PASSAGE CITÉ:
┄┄┄┄┄┄┄┄┄┄┄┄┄┄┄┄┄┄┄┄
Au CHU de la Réunion, la procédure est devenue un sport habituel, le DG ne prenant même plus la peine de fournir un motif vraisemblable de suspension ! 

Par exemple, dénoncer une rupture de confidentialité

Le cas le plus emblématique reste celui de Saint-Malo où le Dr Jean-Jacques Tanquerel, médecin responsable du Département d’Informations Médicales (DIM), qui avait dénoncé une rupture de confidentialité concernant les données personnelles de santé des patients, à l'occasion de la délégation à une société privée du codage des actes en 2013 (Voir son interview sur YouTube). La commission nationale informatique et liberté (Cnil) avait mis en demeure le CH de Saint-Malo pour non-respect de la confidentialité des données de santé, et les poursuites engagées par le CH de Saint-Malo avaient été jugées nulles en 2014. Le Dr Tanquerel, authentique lanceur d'alerte, a pour sa part été suspendu de ses fonctions dans le DIM. Pourtant un décret publié le 26 décembre 2018 encadre désormais l'accès aux dossiers médicaux des patients au bénéfice des prestataires extérieurs.
┄┄┄┄┄┄┄┄┄┄┄┄┄┄┄┄┄┄┄┄
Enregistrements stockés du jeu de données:

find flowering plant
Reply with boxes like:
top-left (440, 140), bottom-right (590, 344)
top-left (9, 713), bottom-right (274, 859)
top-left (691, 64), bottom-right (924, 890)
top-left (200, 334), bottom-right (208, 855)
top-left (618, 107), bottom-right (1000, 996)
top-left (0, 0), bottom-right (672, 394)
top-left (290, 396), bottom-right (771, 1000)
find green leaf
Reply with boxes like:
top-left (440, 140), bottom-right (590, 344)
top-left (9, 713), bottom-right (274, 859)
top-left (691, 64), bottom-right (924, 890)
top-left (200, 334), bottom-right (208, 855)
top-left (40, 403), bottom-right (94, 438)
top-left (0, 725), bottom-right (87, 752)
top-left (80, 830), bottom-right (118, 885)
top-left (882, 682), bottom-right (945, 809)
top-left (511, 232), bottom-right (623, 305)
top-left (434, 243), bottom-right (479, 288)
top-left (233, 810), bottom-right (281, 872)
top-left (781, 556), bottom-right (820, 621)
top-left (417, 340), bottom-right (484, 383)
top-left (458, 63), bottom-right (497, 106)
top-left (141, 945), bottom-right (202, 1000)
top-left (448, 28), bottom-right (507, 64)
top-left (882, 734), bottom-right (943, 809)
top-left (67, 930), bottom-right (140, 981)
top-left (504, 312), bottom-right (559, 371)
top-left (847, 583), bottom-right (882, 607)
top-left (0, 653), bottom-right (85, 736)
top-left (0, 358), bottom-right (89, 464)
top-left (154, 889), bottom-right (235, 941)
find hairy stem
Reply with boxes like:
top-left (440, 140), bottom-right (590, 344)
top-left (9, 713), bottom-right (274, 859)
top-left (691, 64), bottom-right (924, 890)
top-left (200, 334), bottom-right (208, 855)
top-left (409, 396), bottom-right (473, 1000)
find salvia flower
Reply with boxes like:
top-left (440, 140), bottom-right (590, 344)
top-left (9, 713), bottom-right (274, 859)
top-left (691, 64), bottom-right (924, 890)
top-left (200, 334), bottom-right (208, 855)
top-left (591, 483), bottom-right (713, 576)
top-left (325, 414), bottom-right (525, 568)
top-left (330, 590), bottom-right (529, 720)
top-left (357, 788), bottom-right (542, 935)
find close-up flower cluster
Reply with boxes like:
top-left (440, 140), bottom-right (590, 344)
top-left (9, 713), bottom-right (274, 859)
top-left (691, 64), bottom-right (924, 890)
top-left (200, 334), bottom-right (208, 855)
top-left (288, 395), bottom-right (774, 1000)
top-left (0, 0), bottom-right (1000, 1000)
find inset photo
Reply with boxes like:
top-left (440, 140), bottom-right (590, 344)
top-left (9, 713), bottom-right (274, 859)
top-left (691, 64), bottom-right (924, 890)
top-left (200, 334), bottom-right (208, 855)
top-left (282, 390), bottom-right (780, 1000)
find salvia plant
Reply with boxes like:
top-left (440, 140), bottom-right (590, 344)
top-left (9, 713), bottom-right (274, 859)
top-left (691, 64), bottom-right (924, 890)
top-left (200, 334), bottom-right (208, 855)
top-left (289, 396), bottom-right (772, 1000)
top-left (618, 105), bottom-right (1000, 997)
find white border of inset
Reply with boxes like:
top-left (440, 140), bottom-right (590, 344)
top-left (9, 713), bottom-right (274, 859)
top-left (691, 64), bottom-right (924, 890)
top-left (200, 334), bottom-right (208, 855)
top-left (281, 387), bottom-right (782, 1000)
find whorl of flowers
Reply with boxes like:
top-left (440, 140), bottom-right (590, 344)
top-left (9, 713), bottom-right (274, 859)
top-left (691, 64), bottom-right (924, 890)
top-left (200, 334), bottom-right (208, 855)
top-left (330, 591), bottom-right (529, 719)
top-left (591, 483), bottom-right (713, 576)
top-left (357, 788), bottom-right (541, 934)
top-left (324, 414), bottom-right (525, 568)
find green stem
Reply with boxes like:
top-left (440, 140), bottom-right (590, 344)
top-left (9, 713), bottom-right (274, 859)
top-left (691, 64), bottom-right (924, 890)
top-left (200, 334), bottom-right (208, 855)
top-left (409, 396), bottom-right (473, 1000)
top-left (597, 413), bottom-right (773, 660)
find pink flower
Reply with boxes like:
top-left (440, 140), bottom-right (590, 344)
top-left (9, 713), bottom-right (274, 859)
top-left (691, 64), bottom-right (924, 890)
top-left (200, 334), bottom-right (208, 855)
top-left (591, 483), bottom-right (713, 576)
┄┄┄┄┄┄┄┄┄┄┄┄┄┄┄┄┄┄┄┄
CONSIGNE DE TRAVAIL: Reproduisez mot pour mot l'intégralité du passage cité.

RÉPONSE ATTENDUE:
Au CHU de la Réunion, la procédure est devenue un sport habituel, le DG ne prenant même plus la peine de fournir un motif vraisemblable de suspension ! 

Par exemple, dénoncer une rupture de confidentialité

Le cas le plus emblématique reste celui de Saint-Malo où le Dr Jean-Jacques Tanquerel, médecin responsable du Département d’Informations Médicales (DIM), qui avait dénoncé une rupture de confidentialité concernant les données personnelles de santé des patients, à l'occasion de la délégation à une société privée du codage des actes en 2013 (Voir son interview sur YouTube). La commission nationale informatique et liberté (Cnil) avait mis en demeure le CH de Saint-Malo pour non-respect de la confidentialité des données de santé, et les poursuites engagées par le CH de Saint-Malo avaient été jugées nulles en 2014. Le Dr Tanquerel, authentique lanceur d'alerte, a pour sa part été suspendu de ses fonctions dans le DIM. Pourtant un décret publié le 26 décembre 2018 encadre désormais l'accès aux dossiers médicaux des patients au bénéfice des prestataires extérieurs.